* **What is expected**
Copy everything from the line containing "Where can the cherry" down to the end of the data below, request text included. Add 146 to each number in the answer coordinates, and leave the sample coordinates in the requests unchanged.

* * * *

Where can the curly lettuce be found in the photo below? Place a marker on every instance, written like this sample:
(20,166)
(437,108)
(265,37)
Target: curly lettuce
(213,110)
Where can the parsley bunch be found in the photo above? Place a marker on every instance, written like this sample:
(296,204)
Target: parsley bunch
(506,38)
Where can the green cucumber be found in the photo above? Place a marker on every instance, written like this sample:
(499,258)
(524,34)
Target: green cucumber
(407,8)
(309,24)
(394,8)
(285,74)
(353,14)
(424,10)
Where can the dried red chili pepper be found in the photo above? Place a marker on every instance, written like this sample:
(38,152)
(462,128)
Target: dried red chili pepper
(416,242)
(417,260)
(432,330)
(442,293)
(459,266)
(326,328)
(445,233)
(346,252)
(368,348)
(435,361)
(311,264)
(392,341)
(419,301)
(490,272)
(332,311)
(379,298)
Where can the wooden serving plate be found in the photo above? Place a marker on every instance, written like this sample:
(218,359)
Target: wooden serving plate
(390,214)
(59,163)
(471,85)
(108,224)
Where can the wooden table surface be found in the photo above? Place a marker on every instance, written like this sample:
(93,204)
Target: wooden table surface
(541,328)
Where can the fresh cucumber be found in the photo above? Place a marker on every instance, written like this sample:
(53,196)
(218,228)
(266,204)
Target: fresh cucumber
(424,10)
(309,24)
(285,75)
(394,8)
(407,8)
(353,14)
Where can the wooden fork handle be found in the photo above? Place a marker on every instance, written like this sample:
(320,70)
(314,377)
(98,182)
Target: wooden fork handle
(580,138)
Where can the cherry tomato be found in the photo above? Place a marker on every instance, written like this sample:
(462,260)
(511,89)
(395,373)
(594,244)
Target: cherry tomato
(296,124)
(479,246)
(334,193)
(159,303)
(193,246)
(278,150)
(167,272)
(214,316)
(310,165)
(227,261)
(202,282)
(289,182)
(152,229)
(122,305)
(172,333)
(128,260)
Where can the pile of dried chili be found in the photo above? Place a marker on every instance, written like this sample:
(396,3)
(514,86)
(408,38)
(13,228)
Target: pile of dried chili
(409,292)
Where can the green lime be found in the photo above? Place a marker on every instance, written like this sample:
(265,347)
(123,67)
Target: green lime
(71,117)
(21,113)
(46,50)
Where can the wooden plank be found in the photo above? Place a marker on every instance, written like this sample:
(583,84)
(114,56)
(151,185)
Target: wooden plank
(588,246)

* * * *

* **Written response**
Where can the cherry tomato be found in the photo above? Place a marker on every instance, written like this sample:
(462,260)
(511,89)
(395,373)
(594,244)
Target: cherry tomato
(442,270)
(625,392)
(480,339)
(305,449)
(339,392)
(424,296)
(313,418)
(360,462)
(456,311)
(373,407)
(348,428)
(435,328)
(298,375)
(268,451)
(318,479)
(274,406)
Where can the pile of dried chili be found in the photo above? Place a marker on every instance, written like this sample:
(396,3)
(514,86)
(408,38)
(13,228)
Target: pile of dried chili
(555,438)
Where can the green lime be found in the photo above? Place a marker on every instance, written like this sample:
(265,347)
(123,67)
Target: green lime
(217,263)
(167,259)
(192,196)
Where can the wooden plank be found in the photo above? Place a marker on every instance, written like this sample:
(583,84)
(114,56)
(151,185)
Target: wooden plank
(734,392)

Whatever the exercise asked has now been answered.